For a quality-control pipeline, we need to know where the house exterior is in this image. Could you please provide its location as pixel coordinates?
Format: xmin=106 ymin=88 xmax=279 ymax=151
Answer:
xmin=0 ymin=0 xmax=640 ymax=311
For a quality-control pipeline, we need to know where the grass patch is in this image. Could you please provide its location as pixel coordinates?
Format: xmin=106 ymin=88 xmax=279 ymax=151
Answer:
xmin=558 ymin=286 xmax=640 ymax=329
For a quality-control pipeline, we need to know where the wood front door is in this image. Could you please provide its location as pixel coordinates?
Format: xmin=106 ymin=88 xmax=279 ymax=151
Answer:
==
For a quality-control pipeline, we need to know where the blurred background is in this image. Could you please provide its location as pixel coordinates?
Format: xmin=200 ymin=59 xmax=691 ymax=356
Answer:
==
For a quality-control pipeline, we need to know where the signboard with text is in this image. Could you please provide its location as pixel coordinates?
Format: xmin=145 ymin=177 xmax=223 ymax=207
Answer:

#### [What to produce]
Collect every line above that contains the word "where".

#### [Correct response]
For a quality-control pipeline, we need to know where the house exterior is in this image. Could you please provide its location as pixel coordinates?
For a quality-control pipeline, we need to know where the grass patch is in this image. Could you please provide its location as pixel coordinates?
For a quality-control pipeline, we need to know where the wood front door is in this image. Could you please provide its location as pixel coordinates?
For a quality-control pipeline, we need to know where the blurred background is in this image. Could you please provide its location as pixel coordinates?
For a quality-control pipeline, we need to know where the signboard with text is in this image. Could you please provide its location as pixel coordinates?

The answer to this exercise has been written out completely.